▶ AIM: Convert the lines below into a Markdown table with two columns, Row for the row number and Line for the line, leaving out any blank lines.

Entries from a pointing dataset:
※
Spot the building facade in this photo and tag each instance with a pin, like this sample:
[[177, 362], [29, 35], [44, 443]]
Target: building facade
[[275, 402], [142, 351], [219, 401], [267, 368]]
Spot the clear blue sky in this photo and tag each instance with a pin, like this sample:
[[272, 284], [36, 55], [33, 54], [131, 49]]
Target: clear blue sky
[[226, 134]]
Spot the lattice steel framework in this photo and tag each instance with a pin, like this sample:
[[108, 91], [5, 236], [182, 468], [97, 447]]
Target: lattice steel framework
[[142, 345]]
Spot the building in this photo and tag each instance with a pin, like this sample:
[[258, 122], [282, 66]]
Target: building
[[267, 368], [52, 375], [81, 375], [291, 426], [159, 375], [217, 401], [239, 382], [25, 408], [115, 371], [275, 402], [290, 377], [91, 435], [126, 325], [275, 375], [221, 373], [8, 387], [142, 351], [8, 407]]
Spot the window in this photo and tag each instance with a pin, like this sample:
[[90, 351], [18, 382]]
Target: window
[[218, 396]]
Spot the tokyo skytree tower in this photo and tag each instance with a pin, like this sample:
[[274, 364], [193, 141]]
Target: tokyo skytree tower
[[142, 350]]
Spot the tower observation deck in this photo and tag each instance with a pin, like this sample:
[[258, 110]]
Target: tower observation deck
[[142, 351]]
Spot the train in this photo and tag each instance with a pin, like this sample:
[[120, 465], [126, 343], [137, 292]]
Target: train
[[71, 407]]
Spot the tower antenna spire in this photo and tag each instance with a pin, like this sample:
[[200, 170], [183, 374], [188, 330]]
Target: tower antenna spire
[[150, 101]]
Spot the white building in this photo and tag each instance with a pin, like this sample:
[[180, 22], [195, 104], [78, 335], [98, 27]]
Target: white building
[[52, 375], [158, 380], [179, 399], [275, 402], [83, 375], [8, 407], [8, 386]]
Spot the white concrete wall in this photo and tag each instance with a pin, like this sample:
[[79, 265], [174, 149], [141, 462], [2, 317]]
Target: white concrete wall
※
▶ ANSWER TO THIS EXERCISE:
| Row | Line |
|---|---|
| 1 | Spot the building facade in this photo and tag each instance with a pin, like this sample: |
| 2 | [[177, 362], [29, 35], [44, 443]] |
| 3 | Target: building facade |
| 4 | [[275, 402], [142, 351], [219, 401], [267, 368]] |
| 5 | Spot the clear blue sky in this photo and tag each instance with a pin, like this sample: |
| 6 | [[272, 284], [36, 55], [33, 54], [131, 49]] |
| 7 | Target: clear blue sky |
| 8 | [[226, 134]] |
| 9 | Spot the lattice steel framework in this photo and tag each instance with a pin, like this sample: |
| 10 | [[108, 91], [5, 236], [182, 468], [97, 447]] |
| 11 | Target: lattice steel framework |
| 12 | [[142, 345]] |
| 13 | Spot the building in this photo and tag each instance with a pin, like this sample: |
| 14 | [[258, 122], [282, 66]] |
| 15 | Target: building |
| 16 | [[267, 368], [52, 375], [81, 375], [291, 426], [159, 375], [217, 401], [239, 382], [25, 408], [115, 371], [275, 402], [290, 377], [91, 435], [126, 325], [275, 375], [221, 373], [8, 387], [142, 351], [8, 407]] |
| 17 | Spot the window in this photo and tag each instance with a pin, like this sample: |
| 18 | [[90, 351], [18, 382]] |
| 19 | Target: window |
| 20 | [[218, 396]] |
| 21 | Spot the tokyo skytree tower in this photo and tag each instance with a pin, like this sample: |
| 22 | [[274, 364], [193, 141]] |
| 23 | Target: tokyo skytree tower |
| 24 | [[142, 350]] |
| 25 | Spot the tower observation deck in this photo and tag each instance with a pin, like this sample: |
| 26 | [[258, 110]] |
| 27 | Target: tower observation deck |
| 28 | [[142, 351]] |
| 29 | Spot the train in this photo and tag each instance with a pin, like this sample: |
| 30 | [[120, 465], [126, 343], [137, 292]] |
| 31 | Target: train |
| 32 | [[71, 407]] |
| 33 | Spot the tower antenna spire in this photo and tag each instance with a pin, like this sample: |
| 34 | [[200, 170], [183, 374], [188, 330]] |
| 35 | Target: tower antenna spire |
| 36 | [[150, 101]] |
| 37 | Spot the white building in this photo and tag each instance with a pin, like this sample: |
| 38 | [[180, 22], [195, 104], [78, 335], [98, 27]] |
| 39 | Target: white building |
| 40 | [[52, 375], [158, 380], [179, 399], [275, 402], [83, 375], [8, 407], [8, 386]] |
| 41 | Spot the white concrete wall in this photo and tag each instance with a pin, like this sample: |
| 42 | [[79, 265], [174, 149], [141, 462], [2, 317]] |
| 43 | Target: white concrete wall |